Would you return every one of the lines below verbatim, leaving the pictures out?
--- Start Data provided ---
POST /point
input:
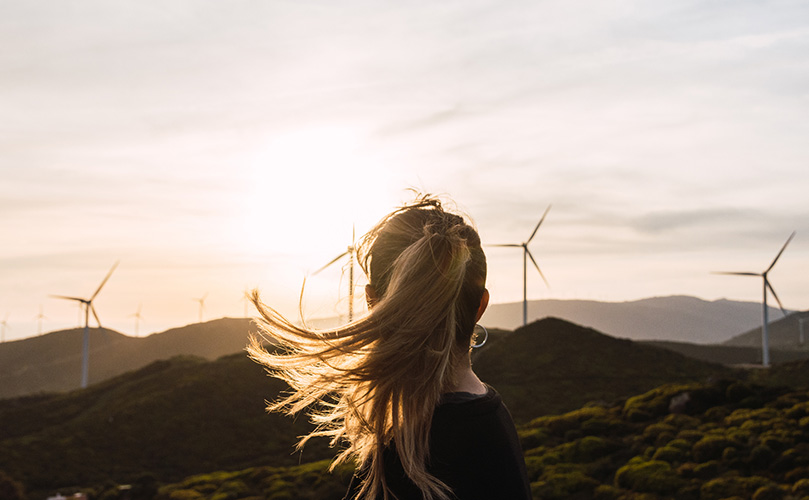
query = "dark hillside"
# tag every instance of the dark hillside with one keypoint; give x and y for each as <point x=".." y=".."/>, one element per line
<point x="731" y="354"/>
<point x="172" y="419"/>
<point x="52" y="362"/>
<point x="784" y="333"/>
<point x="552" y="366"/>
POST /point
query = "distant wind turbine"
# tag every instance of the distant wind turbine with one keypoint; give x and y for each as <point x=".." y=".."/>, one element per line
--- End Data provided ---
> Result of this exercise
POST /point
input:
query = "dark hillside"
# tag every instance of the dark hillside with one keypoint; give x and y for each as <point x=".." y=".."/>, one element per line
<point x="731" y="354"/>
<point x="172" y="419"/>
<point x="52" y="362"/>
<point x="784" y="333"/>
<point x="552" y="366"/>
POST /point
query = "distant wind turbine"
# tag every instance of the distant wind turbine with one keypoint; give x and y for each as <point x=".." y=".."/>, one element per line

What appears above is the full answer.